# Collected data
[Start of section]

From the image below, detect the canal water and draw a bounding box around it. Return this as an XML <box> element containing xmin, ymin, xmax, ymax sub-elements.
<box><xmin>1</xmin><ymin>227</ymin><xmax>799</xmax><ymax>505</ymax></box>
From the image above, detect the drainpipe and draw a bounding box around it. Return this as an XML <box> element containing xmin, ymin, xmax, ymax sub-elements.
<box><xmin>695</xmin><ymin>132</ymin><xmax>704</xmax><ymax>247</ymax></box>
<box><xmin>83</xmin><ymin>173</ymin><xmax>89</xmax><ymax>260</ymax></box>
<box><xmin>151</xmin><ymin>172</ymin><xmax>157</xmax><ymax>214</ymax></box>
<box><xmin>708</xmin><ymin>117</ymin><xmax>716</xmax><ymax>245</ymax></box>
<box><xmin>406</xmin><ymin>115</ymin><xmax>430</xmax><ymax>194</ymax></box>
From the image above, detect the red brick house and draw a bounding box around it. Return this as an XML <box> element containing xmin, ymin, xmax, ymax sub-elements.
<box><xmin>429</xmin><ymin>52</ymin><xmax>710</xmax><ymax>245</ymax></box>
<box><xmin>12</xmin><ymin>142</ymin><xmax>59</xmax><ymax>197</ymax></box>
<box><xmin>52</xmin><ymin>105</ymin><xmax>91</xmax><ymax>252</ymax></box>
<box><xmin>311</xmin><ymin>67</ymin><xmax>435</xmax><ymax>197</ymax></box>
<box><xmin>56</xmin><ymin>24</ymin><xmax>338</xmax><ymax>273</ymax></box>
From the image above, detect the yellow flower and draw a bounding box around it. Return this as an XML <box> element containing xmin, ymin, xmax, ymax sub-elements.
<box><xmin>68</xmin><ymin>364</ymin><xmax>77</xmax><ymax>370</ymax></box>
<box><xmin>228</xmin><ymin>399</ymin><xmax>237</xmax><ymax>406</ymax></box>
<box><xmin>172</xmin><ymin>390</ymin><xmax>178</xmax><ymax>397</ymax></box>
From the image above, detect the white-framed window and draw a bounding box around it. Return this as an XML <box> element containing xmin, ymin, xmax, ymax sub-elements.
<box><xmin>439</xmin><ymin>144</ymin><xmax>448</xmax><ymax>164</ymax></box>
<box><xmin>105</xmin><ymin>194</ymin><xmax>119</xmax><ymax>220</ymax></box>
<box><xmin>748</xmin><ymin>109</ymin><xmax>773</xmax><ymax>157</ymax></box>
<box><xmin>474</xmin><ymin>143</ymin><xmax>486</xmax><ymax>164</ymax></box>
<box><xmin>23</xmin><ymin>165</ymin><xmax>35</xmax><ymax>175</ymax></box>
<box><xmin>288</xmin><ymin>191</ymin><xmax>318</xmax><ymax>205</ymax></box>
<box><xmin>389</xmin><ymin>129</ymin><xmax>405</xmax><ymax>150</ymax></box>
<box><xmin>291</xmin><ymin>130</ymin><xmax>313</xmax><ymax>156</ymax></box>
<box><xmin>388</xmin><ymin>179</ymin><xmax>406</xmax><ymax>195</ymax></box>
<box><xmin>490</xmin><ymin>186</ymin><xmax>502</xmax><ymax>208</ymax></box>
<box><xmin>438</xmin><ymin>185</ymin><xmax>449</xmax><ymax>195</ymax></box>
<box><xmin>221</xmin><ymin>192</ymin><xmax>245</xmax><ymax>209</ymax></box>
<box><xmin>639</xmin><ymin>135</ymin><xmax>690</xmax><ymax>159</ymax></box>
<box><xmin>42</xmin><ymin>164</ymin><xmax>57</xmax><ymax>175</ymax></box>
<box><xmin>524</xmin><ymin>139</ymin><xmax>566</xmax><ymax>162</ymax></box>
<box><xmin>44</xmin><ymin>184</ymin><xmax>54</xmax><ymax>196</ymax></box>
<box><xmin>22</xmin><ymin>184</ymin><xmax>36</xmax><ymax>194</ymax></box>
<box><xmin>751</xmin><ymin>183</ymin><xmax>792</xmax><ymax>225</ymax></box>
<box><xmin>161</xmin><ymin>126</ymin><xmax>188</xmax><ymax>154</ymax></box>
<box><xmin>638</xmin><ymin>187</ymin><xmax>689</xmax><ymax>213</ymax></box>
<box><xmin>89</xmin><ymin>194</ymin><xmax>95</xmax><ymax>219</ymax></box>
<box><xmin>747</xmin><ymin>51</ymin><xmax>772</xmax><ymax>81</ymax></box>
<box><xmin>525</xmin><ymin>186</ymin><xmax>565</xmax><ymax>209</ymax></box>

[End of section]

# THE PROBLEM
Each line of the data should be given back exactly.

# ANSWER SECTION
From the image below, detect the canal water and draw a bounding box around it. Return this as an XML <box> element containing xmin, ymin, xmax, ymax sub-elements.
<box><xmin>1</xmin><ymin>227</ymin><xmax>799</xmax><ymax>505</ymax></box>
From the image above, detect the drainpipe and draw a bounding box around it. Return this as an XML <box> element containing xmin, ymin, xmax, ymax sub-elements.
<box><xmin>695</xmin><ymin>132</ymin><xmax>704</xmax><ymax>247</ymax></box>
<box><xmin>83</xmin><ymin>173</ymin><xmax>89</xmax><ymax>260</ymax></box>
<box><xmin>151</xmin><ymin>172</ymin><xmax>157</xmax><ymax>214</ymax></box>
<box><xmin>708</xmin><ymin>117</ymin><xmax>716</xmax><ymax>245</ymax></box>
<box><xmin>406</xmin><ymin>115</ymin><xmax>430</xmax><ymax>194</ymax></box>
From the image above, detect the red brick house and draw a bounding box around it. Return this as an XML <box> element containing xmin, ymin, xmax, ymax sub-elements.
<box><xmin>429</xmin><ymin>52</ymin><xmax>710</xmax><ymax>245</ymax></box>
<box><xmin>12</xmin><ymin>142</ymin><xmax>59</xmax><ymax>197</ymax></box>
<box><xmin>52</xmin><ymin>105</ymin><xmax>91</xmax><ymax>252</ymax></box>
<box><xmin>311</xmin><ymin>67</ymin><xmax>435</xmax><ymax>197</ymax></box>
<box><xmin>56</xmin><ymin>24</ymin><xmax>338</xmax><ymax>273</ymax></box>
From the image above, detect the yellow flower and draw a bounding box around it. Return this as an XML <box> element containing xmin, ymin, xmax, ymax sub-elements.
<box><xmin>68</xmin><ymin>364</ymin><xmax>77</xmax><ymax>370</ymax></box>
<box><xmin>228</xmin><ymin>399</ymin><xmax>237</xmax><ymax>406</ymax></box>
<box><xmin>172</xmin><ymin>390</ymin><xmax>178</xmax><ymax>397</ymax></box>
From the image above, detect the white-framed window and draw a bounding box around it. Return this as an XML <box> element containing xmin, ymin, xmax, ymax sub-elements.
<box><xmin>439</xmin><ymin>144</ymin><xmax>448</xmax><ymax>164</ymax></box>
<box><xmin>105</xmin><ymin>194</ymin><xmax>119</xmax><ymax>220</ymax></box>
<box><xmin>748</xmin><ymin>109</ymin><xmax>773</xmax><ymax>157</ymax></box>
<box><xmin>474</xmin><ymin>143</ymin><xmax>486</xmax><ymax>164</ymax></box>
<box><xmin>23</xmin><ymin>165</ymin><xmax>35</xmax><ymax>175</ymax></box>
<box><xmin>288</xmin><ymin>191</ymin><xmax>318</xmax><ymax>205</ymax></box>
<box><xmin>389</xmin><ymin>129</ymin><xmax>405</xmax><ymax>150</ymax></box>
<box><xmin>291</xmin><ymin>130</ymin><xmax>313</xmax><ymax>156</ymax></box>
<box><xmin>388</xmin><ymin>179</ymin><xmax>406</xmax><ymax>195</ymax></box>
<box><xmin>490</xmin><ymin>186</ymin><xmax>502</xmax><ymax>208</ymax></box>
<box><xmin>438</xmin><ymin>185</ymin><xmax>449</xmax><ymax>195</ymax></box>
<box><xmin>221</xmin><ymin>192</ymin><xmax>245</xmax><ymax>209</ymax></box>
<box><xmin>639</xmin><ymin>135</ymin><xmax>690</xmax><ymax>159</ymax></box>
<box><xmin>42</xmin><ymin>164</ymin><xmax>57</xmax><ymax>175</ymax></box>
<box><xmin>524</xmin><ymin>139</ymin><xmax>566</xmax><ymax>162</ymax></box>
<box><xmin>44</xmin><ymin>184</ymin><xmax>54</xmax><ymax>196</ymax></box>
<box><xmin>22</xmin><ymin>184</ymin><xmax>36</xmax><ymax>194</ymax></box>
<box><xmin>751</xmin><ymin>183</ymin><xmax>792</xmax><ymax>225</ymax></box>
<box><xmin>161</xmin><ymin>126</ymin><xmax>188</xmax><ymax>154</ymax></box>
<box><xmin>638</xmin><ymin>187</ymin><xmax>689</xmax><ymax>213</ymax></box>
<box><xmin>89</xmin><ymin>194</ymin><xmax>95</xmax><ymax>219</ymax></box>
<box><xmin>747</xmin><ymin>51</ymin><xmax>772</xmax><ymax>81</ymax></box>
<box><xmin>525</xmin><ymin>186</ymin><xmax>565</xmax><ymax>209</ymax></box>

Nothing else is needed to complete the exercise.